= David Gemmell Awards for Fantasy =

Literary awards

The David Gemmell Awards for Fantasy, established in memory of David Gemmell, were awarded from 2009 to 2018. In 2009, only the Legend Award for best fantasy novel was awarded. Beginning in 2010 the Morningstar Award for best fantasy newcomer and the Ravenheart Award for best fantasy cover art were added. The award was closed in 2019.

The awards were for fantasy novels in the traditional, heroic, epic or high genres, or in the spirit of Gemmell's own work.

==Winners and nominations==

===2009===
The 2009 award (best novel only) was presented in June 2009.
- Best novel: Andrzej Sapkowski for Blood of Elves
  - Nominated: Juliet Marillier for Heir to Sevenwaters
  - Nominated: Brandon Sanderson for The Hero of Ages
  - Nominated: Joe Abercrombie for Last Argument of Kings
  - Nominated: Brent Weeks for The Way of Shadows

===2010===
The 2010 awards were presented in June 2010.
- Best novel: Graham McNeill for Empire
  - Nominated: Joe Abercrombie for Best Served Cold
  - Nominated: Pierre Pevel for The Cardinal's Blades
  - Nominated: Robert Jordan & Brandon Sanderson for The Gathering Storm
  - Nominated: Brandon Sanderson for Warbreaker
- Best newcomer: Pierre Pevel for The Cardinal's Blades
  - Nominated: Stephen Deas for The Adamantine Palace
  - Nominated: Amanda Downum for The Drowning City
  - Nominated: Ken Scholes for Lamentation
  - Nominated: Jesse Bullington for The Sad Tale of the Brothers Grossbart
- Cover art: Didier Graffet, Dave Senior and Laura Brett for Best Served Cold (written by Joe Abercrombie)

===2011===
The 2011 awards were presented in June 2011.
- Best novel: Brandon Sanderson for The Way of Kings
  - Nominated: Pierre Pevel for The Alchemist in the Shadows
  - Nominated: Brent Weeks for The Black Prism
  - Nominated: Peter V. Brett for The Desert Spear
  - Nominated: Robert Jordan & Brandon Sanderson for Towers of Midnight
  - Nominated: Markus Heitz for The War of the Dwarves
- Best newcomer: Darius Hinks for Warrior Priest
  - Nominated: N.K. Jemisin for The Hundred Thousand Kingdoms
  - Nominated: Alexey Pehov for Shadow Prowler
  - Nominated: Blake Charlton for Spellwright
  - Nominated: Mary Victoria for Tymon's Flight
- Cover art: Olof Erla Einarsdottir for Power and Majesty (written by Tansy Rayner Roberts)

===2012===
The 2012 awards were presented in June 2012.

___

* WRITTEN TASKS *
1. Answer these questions using the article on the David Gemmell Awards for Fantasy:
(a) What is the name of the award for best fantasy cover art that was added beginning in 2010?
(b) Which author and novel won best novel in 2009?
(c) Who won best newcomer in 2011, and for which work?
2. Write the next part of the article on the David Gemmell Awards for Fantasy, beginning after its final sentence.

* RECORDS SHOWN *
___

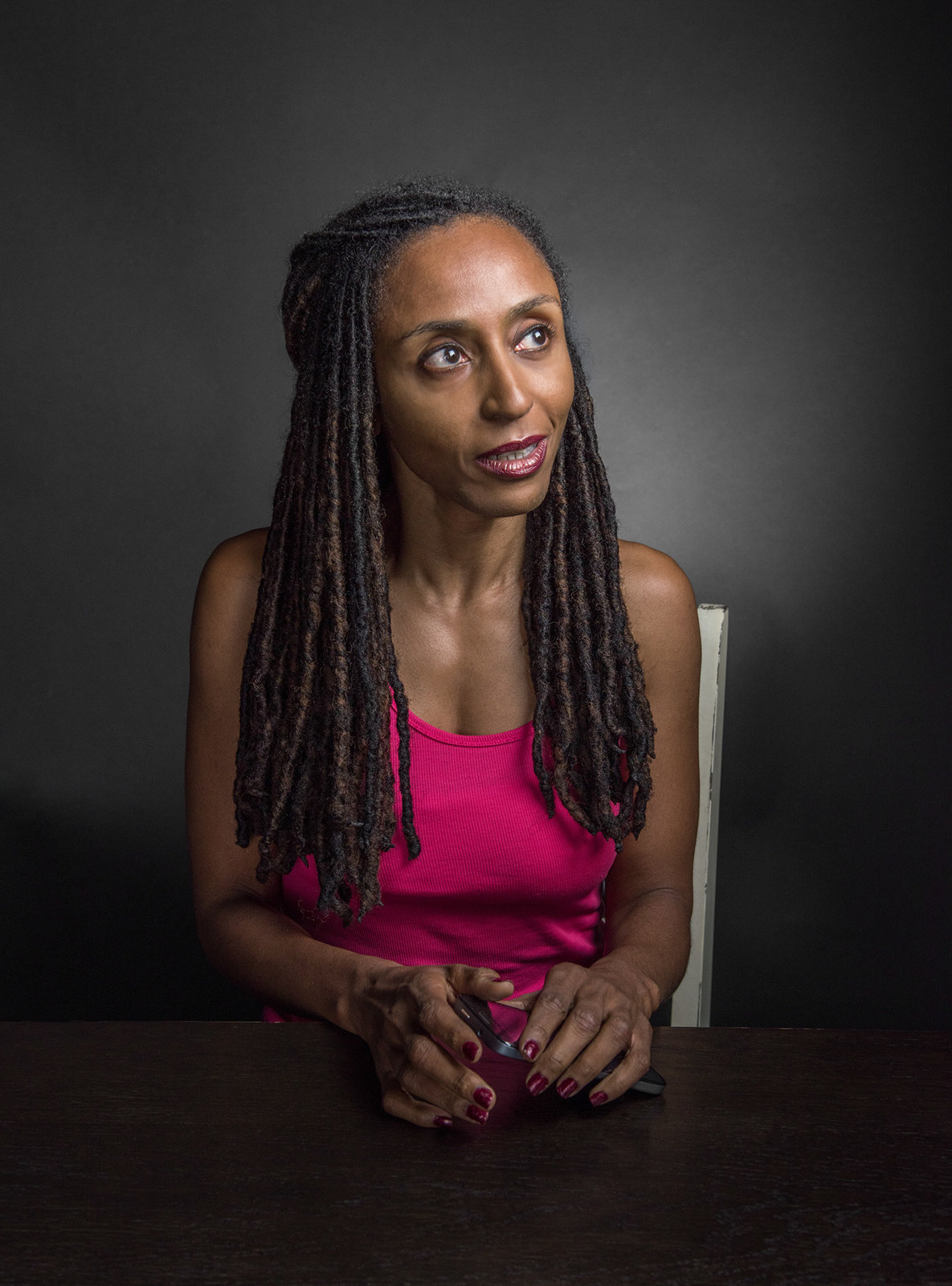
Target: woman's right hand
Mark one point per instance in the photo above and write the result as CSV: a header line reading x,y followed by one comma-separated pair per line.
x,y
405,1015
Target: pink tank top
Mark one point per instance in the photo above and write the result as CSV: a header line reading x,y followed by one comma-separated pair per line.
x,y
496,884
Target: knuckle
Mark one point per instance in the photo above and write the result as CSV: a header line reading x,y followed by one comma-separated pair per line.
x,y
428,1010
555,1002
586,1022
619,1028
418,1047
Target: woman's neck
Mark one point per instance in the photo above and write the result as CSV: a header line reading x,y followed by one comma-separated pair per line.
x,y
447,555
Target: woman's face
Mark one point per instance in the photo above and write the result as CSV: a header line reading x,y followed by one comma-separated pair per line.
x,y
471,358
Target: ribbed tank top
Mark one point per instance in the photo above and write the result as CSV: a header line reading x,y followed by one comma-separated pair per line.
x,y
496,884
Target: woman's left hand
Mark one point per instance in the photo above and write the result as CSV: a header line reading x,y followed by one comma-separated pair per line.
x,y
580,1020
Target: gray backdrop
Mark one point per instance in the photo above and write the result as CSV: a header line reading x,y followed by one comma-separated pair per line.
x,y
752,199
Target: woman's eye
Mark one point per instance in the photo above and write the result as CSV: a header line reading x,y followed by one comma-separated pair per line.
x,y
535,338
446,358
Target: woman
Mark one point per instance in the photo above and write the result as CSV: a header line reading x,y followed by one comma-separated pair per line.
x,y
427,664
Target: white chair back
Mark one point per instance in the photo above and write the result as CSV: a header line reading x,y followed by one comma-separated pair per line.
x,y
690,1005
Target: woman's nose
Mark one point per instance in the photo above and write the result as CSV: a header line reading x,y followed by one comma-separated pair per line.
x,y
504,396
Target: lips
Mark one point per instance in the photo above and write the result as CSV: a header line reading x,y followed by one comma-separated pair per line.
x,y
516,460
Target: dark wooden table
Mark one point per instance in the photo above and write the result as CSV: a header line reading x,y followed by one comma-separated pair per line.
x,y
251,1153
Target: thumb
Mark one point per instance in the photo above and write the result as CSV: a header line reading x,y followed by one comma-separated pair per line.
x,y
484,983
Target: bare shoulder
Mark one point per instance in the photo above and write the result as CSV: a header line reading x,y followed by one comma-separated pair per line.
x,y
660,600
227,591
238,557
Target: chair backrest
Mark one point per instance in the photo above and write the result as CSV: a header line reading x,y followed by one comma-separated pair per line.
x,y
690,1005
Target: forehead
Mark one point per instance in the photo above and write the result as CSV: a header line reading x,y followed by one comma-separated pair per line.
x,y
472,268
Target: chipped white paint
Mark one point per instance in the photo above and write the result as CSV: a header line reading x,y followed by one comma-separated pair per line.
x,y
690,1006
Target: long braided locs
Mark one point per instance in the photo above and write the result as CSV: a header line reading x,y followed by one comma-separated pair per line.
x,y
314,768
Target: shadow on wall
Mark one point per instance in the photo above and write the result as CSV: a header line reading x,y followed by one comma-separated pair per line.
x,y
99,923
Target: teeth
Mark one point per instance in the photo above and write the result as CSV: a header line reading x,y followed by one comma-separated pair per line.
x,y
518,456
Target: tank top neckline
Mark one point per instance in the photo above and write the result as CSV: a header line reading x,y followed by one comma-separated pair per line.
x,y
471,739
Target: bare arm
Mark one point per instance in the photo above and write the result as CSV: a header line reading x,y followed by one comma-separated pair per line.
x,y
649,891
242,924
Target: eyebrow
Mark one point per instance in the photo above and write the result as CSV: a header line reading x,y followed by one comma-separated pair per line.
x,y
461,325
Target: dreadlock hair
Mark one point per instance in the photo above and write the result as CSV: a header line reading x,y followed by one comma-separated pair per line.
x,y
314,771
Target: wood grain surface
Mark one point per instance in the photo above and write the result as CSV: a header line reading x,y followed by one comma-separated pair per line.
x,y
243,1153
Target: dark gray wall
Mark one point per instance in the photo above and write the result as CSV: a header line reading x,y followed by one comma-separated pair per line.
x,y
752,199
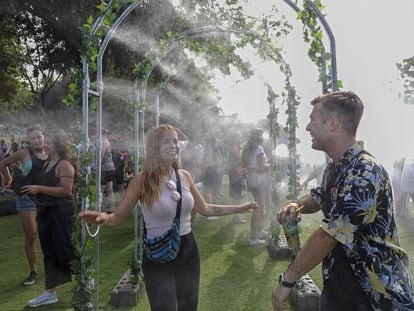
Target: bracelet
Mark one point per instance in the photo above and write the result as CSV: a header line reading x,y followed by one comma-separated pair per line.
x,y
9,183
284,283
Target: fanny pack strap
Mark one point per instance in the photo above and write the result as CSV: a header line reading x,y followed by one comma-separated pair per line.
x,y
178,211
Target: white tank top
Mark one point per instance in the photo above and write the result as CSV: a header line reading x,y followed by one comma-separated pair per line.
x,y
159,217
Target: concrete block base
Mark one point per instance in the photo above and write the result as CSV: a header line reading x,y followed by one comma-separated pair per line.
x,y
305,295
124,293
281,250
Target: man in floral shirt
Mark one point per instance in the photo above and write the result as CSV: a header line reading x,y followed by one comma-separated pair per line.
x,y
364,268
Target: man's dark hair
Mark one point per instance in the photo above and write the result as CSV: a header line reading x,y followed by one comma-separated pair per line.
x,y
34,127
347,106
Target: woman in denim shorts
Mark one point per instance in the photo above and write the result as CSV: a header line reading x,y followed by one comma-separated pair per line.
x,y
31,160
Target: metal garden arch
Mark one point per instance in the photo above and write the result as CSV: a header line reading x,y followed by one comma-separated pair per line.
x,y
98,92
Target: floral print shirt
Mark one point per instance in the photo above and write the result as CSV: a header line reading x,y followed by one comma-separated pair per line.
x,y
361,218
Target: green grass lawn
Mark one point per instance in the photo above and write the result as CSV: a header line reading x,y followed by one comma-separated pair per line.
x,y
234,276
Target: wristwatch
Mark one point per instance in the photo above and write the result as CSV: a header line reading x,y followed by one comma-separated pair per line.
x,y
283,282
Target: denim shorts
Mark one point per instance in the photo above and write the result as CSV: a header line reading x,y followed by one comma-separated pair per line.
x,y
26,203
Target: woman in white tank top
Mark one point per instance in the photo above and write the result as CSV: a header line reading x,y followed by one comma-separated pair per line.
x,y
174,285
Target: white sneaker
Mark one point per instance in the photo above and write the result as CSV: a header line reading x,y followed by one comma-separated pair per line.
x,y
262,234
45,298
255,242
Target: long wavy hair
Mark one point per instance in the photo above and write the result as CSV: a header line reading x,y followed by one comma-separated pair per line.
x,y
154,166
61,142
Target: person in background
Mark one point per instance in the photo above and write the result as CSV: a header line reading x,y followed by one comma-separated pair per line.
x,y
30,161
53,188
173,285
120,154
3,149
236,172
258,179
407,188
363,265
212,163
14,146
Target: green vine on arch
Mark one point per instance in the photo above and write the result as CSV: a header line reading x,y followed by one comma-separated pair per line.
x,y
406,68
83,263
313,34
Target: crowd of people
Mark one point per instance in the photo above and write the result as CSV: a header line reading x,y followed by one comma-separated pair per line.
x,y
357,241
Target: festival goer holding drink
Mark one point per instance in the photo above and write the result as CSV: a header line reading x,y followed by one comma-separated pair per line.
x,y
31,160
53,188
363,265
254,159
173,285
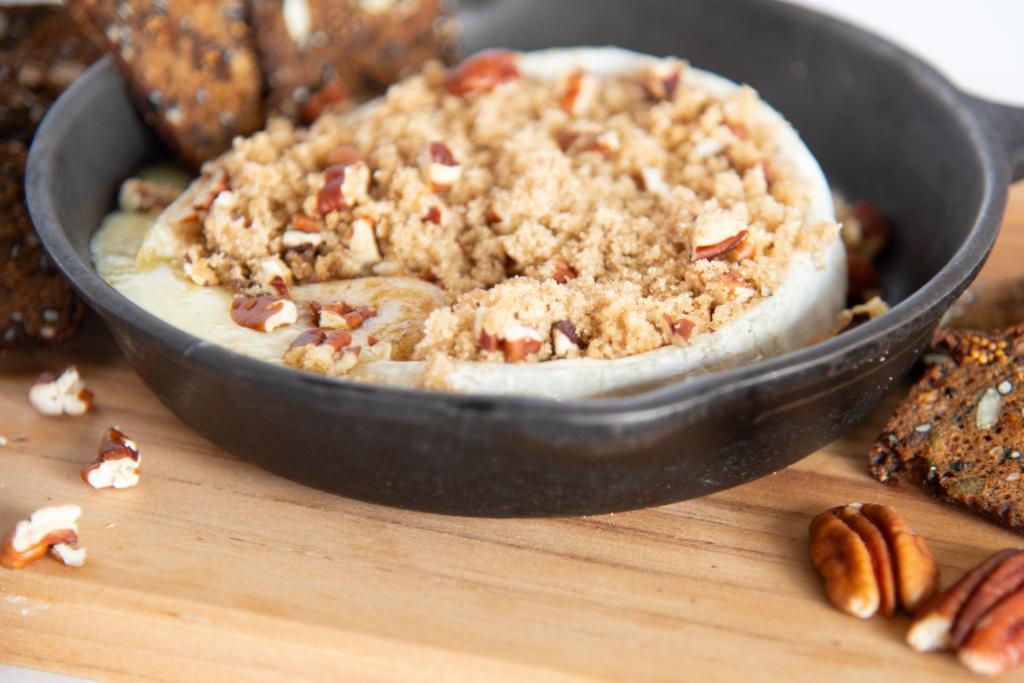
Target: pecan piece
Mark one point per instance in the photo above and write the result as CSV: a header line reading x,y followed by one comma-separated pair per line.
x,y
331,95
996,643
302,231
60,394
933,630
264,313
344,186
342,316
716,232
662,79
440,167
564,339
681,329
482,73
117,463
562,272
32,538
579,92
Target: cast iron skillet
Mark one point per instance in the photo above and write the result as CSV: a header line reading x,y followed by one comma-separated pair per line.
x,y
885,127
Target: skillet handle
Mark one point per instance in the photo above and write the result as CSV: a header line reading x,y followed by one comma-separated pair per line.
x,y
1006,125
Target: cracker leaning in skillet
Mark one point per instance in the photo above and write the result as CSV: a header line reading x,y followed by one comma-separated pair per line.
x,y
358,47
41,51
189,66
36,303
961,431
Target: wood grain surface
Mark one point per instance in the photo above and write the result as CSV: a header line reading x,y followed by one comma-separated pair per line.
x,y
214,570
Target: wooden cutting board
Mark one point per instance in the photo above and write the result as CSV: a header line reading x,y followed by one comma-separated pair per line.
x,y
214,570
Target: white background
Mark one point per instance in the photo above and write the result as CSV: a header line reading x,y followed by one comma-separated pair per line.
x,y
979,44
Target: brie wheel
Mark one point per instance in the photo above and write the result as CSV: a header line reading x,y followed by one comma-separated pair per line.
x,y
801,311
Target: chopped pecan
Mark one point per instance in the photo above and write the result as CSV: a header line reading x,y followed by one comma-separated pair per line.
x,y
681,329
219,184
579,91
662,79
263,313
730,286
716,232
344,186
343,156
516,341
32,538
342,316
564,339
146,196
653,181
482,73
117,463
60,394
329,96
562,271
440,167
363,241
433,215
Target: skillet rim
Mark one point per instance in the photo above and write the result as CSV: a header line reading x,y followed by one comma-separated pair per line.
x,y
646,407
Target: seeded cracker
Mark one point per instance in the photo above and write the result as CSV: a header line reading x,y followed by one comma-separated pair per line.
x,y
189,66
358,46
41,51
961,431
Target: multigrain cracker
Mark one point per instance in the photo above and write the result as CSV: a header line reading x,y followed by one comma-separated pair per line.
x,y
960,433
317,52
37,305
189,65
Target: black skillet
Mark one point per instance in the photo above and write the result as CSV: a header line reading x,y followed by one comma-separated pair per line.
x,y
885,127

___

* TASK-BY-TASK RESULTS *
1.
(a) The Ravenheart Award
(b) Andrzej Sapkowski for Blood of Elves
(c) Darius Hinks for Warrior Priest

2.
- Best novel: Patrick Rothfuss for The Wise Man's Fear
  - Nominated: Brandon Sanderson for The Alloy of Law
  - Nominated: Kristen Britain for Blackveil
  - Nominated: Joe Abercrombie for The Heroes
  - Nominated: William King for Blood of Aenarion
- Best newcomer: Helen Lowe for The Heir of Night
  - Nominated: Douglas Hulick for Among Thieves
  - Nominated: Mark Lawrence for Prince of Thorns
  - Nominated: Elspeth Cooper for Songs of the Earth
  - Nominated: Peter Orullian for The Unremembered
- Cover art: Raymond Swanland for Blood of Aenarion (written by William King)

===2013===
The 2013 awards were presented in October 2013.
- Best novel: Brent Weeks for The Blinding Knife
  - Nominated: Helen Lowe for The Gathering of the Lost
  - Nominated: Mark Lawrence for King of Thorns
  - Nominated: Joe Abercrombie for Red Country
  - Nominated: Jay Kristoff for Stormdancer
- Best newcomer: John Gwynne for Malice
  - Nominated: Aidan Harte for Irenicon
  - Nominated: Miles Cameron for The Red Knight
  - Nominated: Jay Kristoff for Stormdancer
  - Nominated: Saladin Ahmed for Throne of the Crescent Moon
- Cover art: Didier Graffet and Dave Senior for Red Country (written by Joe Abercrombie)

===2014===
The 2014 awards were presented in June 2014.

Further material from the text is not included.